» What to work on:
[1] From the text on government spending and income quintiles, list every function it names as a government pure public good.
[2] Extend the text on government spending and income quintiles, starting after its final sentence.

In most cases, as the number of persons using a population-based service (such as highways and parks) increases, either the service much expand (at added costs to taxpayers) or the service will become “congested” and its quality will be reduced. Consequently, the use of population-based services such as police and fire departments by individuals who pay little in taxes does impose significant extra costs on other taxpayers.

Government pure public goods are rare. They include scientific research, defense, spending on veterans, international affairs, and some environmental protection activities such as the preservation of endangered species. Each of these functions generally meets the criterion that the benefits received by non-taxpayers do not result in a lost of utility for taxpayers. Government pure public good expenditures on these functions equaled $628 billion in FY 2004. Interest payments on government debt and related costs resulting from public good spending in previous years added an estimated additional cost of $67 billion, bringing the total public goods cost in FY 2004 to $695 billion.

Table 1

Section V The Framework of Analysis: Money Income Quintiles

The framework of the present analysis is household income quintiles as conventionally reported in the Census Current Population Survey (CPS). Following the normal Census procedures, households in the March 2005 CPS were ranked from low income to high income according to money income and then divided into five groups or quintiles with an equal number of households in each group. These conventional CPS quintiles were then adjusted by the inclusion of nursing home or long-term care residents. Nursing home residents are important recipients of government services but are excluded from the CPS population. In the average month in 2004, 1.65 million persons resided in nursing homes and other long-term care facilities.

For purposes of the present analysis, nursing home/long-term care residents have been added to the conventional CPS data on households. Each resident has been counted as a separate household and the total of 1.65 million new households have been added to the lowest income quintile. After the addition of the 1.65 million households, the income boundaries of each quintile were adjusted to ensure that each quintile continued to represent one fifth of the new sum of households.

Table 2 shows the income boundaries of the adjusted quintiles and the number of households and persons in each. It is important to note that, as in the case with conventional CPS quintiles, there are substantially more persons in the top income quintile than in the bottom. This has a significant impact of the measurement of the distribution of government spending, taxes and income.

» Source data:

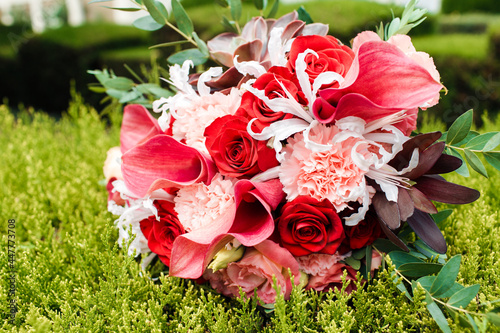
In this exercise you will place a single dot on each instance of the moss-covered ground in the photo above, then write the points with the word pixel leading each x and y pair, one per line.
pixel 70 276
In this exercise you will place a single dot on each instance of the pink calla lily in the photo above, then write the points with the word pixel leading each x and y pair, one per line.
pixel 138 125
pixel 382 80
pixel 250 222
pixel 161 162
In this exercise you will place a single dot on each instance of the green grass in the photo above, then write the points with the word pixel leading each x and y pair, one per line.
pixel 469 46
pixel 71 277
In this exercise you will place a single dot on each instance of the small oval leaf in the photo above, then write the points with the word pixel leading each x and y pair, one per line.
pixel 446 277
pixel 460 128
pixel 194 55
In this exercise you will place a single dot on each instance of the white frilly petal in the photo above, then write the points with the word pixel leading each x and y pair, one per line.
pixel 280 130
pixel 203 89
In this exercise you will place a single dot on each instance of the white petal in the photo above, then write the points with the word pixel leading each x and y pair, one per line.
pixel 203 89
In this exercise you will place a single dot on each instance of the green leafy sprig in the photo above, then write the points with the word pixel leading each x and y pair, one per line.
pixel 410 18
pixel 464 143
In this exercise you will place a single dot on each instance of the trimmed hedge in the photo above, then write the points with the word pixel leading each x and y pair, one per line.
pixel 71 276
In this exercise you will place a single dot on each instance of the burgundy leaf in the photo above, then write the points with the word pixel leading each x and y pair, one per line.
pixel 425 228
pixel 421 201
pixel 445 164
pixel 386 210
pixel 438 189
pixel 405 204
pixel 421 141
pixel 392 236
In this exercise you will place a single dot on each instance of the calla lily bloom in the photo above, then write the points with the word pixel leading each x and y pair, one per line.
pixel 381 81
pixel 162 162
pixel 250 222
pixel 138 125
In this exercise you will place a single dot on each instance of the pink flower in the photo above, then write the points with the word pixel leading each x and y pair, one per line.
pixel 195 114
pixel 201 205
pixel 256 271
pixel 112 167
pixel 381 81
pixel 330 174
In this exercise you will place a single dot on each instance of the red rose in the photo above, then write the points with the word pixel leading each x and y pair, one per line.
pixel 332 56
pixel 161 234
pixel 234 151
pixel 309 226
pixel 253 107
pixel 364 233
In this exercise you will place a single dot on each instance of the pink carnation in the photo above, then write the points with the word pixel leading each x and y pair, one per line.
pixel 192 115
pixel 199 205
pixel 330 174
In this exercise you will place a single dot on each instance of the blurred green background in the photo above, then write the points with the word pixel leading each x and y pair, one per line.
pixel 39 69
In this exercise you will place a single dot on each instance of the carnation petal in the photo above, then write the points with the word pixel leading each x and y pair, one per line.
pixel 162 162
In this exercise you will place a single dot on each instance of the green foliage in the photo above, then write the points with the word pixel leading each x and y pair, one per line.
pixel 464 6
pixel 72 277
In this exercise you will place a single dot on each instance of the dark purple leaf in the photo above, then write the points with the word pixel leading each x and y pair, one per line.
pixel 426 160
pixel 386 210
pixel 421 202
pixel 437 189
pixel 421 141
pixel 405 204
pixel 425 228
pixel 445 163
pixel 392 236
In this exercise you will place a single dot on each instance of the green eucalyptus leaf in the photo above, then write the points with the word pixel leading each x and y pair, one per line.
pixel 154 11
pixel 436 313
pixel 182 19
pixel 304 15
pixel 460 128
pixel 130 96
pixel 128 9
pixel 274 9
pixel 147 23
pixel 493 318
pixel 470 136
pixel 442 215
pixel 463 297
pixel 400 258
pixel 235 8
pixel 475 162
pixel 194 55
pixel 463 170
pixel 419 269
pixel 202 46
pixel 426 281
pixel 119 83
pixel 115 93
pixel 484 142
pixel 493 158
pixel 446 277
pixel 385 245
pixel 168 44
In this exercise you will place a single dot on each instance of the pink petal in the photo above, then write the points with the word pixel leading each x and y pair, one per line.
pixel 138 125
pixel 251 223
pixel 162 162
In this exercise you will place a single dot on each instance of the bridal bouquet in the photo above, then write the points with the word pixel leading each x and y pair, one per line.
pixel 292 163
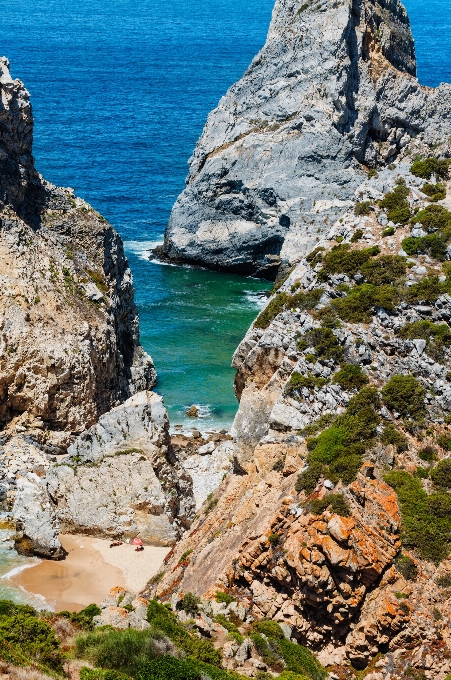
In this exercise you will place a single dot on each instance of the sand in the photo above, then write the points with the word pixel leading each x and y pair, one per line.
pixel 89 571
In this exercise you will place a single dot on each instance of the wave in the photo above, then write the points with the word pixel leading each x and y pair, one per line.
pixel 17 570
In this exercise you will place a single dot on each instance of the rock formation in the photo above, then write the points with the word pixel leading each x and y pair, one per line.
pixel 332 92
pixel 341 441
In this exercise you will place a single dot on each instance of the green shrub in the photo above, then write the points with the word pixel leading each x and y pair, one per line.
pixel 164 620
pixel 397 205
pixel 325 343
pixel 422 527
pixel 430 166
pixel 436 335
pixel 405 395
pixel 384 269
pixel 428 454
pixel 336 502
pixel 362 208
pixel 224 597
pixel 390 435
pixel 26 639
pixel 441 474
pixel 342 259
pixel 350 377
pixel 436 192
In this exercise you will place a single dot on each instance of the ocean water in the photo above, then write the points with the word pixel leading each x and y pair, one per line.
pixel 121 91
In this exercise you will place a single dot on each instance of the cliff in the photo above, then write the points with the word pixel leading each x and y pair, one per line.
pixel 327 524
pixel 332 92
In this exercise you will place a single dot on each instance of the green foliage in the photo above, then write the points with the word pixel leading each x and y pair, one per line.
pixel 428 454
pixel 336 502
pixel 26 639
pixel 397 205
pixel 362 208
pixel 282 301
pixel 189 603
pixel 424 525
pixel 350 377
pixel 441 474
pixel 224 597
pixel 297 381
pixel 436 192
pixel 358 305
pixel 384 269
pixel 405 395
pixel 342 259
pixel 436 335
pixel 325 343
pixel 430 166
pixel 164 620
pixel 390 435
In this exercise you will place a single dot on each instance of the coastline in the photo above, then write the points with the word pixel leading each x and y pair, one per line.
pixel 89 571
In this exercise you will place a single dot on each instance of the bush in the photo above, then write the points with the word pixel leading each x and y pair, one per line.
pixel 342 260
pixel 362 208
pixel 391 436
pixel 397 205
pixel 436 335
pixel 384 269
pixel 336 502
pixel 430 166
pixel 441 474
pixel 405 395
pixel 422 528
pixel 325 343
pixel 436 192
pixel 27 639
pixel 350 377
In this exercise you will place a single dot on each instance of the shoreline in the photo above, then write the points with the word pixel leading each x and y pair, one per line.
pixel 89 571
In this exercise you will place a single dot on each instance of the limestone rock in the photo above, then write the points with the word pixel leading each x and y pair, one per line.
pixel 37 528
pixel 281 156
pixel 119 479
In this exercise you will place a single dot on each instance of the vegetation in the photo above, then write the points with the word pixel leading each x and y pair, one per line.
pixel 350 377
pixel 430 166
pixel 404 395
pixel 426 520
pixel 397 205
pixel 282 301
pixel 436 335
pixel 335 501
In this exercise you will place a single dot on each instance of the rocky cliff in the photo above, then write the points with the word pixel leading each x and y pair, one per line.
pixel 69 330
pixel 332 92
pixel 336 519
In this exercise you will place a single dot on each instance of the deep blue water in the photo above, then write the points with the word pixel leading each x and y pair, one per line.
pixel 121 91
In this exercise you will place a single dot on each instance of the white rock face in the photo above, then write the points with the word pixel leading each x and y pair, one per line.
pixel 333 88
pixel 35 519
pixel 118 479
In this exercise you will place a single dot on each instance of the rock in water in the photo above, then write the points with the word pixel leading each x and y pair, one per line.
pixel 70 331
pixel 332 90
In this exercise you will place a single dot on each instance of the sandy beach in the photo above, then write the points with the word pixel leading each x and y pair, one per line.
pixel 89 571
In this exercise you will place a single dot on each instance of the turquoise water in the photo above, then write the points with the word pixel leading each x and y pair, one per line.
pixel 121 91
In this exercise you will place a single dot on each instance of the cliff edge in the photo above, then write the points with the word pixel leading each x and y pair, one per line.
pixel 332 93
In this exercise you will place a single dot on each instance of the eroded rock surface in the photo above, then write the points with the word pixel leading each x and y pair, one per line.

» Task answers:
[1]
- Scientific research
- Defense
- Spending on veterans
- International affairs
- Some environmental protection activities, such as the preservation of endangered species

[2]
Table 2

Section VI Estimation Procedures for the Allocation of Spending and Revenue

To calculate the distribution of overall government expenditures, separate estimates were made

of the allocation of over 40 specific government spending programs and categories. The findings for each category are shown in Appendix table 4. The text below describes the allocation methods for most of the larger spending categories.

Estimating the Allocation of Direct Benefits

In most cases, the dollar cost of direct benefits received by income quintiles were estimated by the dollar cost of benefits received as reported in the CPS. The value of Medicare benefits was estimated using the insurance value of benefits as reported in the CPS.

One problem with this technique is that the CPS underreports receipt of most government benefits. This means that the aggregate dollar cost of benefits for a particular program as reported in the CPS is generally less than the actual program expenditures according to government budgetary data. To be consistent, any fiscal analysis must adjust for benefit underreporting. Smith and Edmonston (1997), and Chamberlain and Prante (2007), for example, adjusted for such underreporting.[24]

This paper adjusts for underreporting of direct benefits in the CPS with a simple two step procedure.

  • First, the quintile shares of all expenditures on a given program as reported in the CPS was determined.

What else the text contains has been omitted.